### Passage to read
+===+
Biodiversity is routinely applied to metagenomics of a variety of species, including the human microbiome, but only limited, if any, assessment of viromes in different ecological niches. Our study applies an efficient bioinformatic pipeline that we developed to assess the complexity of HIV-1 quasispecies in unique ecosystems within infected individuals. The power of pyrosequencing to generate extensive sequence data sets provides a foundation to apply population genetic analyses and extends the value for deep sequencing beyond analysis of rare variants that might indicate reduced sensitivity to drugs. Analysis of biodiversity based on sequence clustering provides a novel viral population profile for different environments independent of viral levels in cells or plasma, perhaps reflecting length of infection if sequences were archived in lineages of long-lived cells. Consistent with this model, complex viral population structure with high biodiversity appeared as early as eighteen months, or by four to six years, of infection in some individuals. Yet, similar periods of infection in other individuals were characterized by monomorphic viral populations with low complexity, indicating that biodiversity of V3 populations represents complex combinations of factors; for example, changes in viral fitness in the environmental landscape in response to host immunity, host target cells, or coreceptor evolution under selective pressure.
+===+
### Data for review
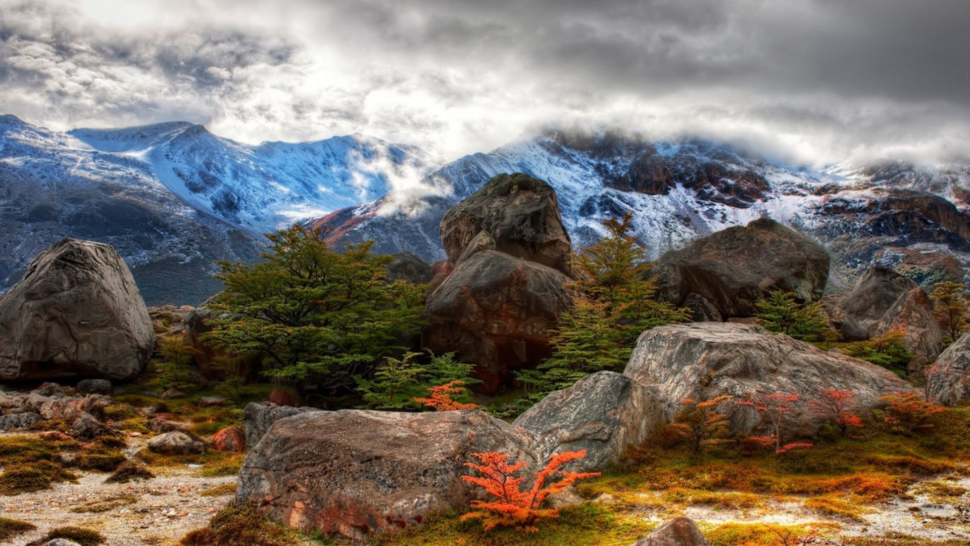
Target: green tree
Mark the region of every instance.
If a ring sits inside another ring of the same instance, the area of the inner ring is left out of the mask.
[[[967,330],[967,308],[970,307],[970,300],[967,299],[967,290],[962,283],[944,281],[933,285],[935,289],[930,292],[936,305],[933,313],[940,322],[950,339],[955,341],[963,332]]]
[[[758,320],[768,331],[791,335],[802,341],[821,341],[828,329],[822,305],[798,303],[793,292],[775,290],[758,302]]]
[[[335,252],[320,229],[301,225],[267,237],[263,261],[218,262],[225,290],[209,335],[218,347],[259,355],[264,373],[305,393],[335,396],[419,330],[425,287],[388,284],[390,257],[374,256],[372,241]]]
+===+
### Task to carry out
Copy out the full passage on HIV-1 quasispecies biodiversity above, word for word.

### Task output
Biodiversity is routinely applied to metagenomics of a variety of species, including the human microbiome, but only limited, if any, assessment of viromes in different ecological niches. Our study applies an efficient bioinformatic pipeline that we developed to assess the complexity of HIV-1 quasispecies in unique ecosystems within infected individuals. The power of pyrosequencing to generate extensive sequence data sets provides a foundation to apply population genetic analyses and extends the value for deep sequencing beyond analysis of rare variants that might indicate reduced sensitivity to drugs. Analysis of biodiversity based on sequence clustering provides a novel viral population profile for different environments independent of viral levels in cells or plasma, perhaps reflecting length of infection if sequences were archived in lineages of long-lived cells. Consistent with this model, complex viral population structure with high biodiversity appeared as early as eighteen months, or by four to six years, of infection in some individuals. Yet, similar periods of infection in other individuals were characterized by monomorphic viral populations with low complexity, indicating that biodiversity of V3 populations represents complex combinations of factors; for example, changes in viral fitness in the environmental landscape in response to host immunity, host target cells, or coreceptor evolution under selective pressure.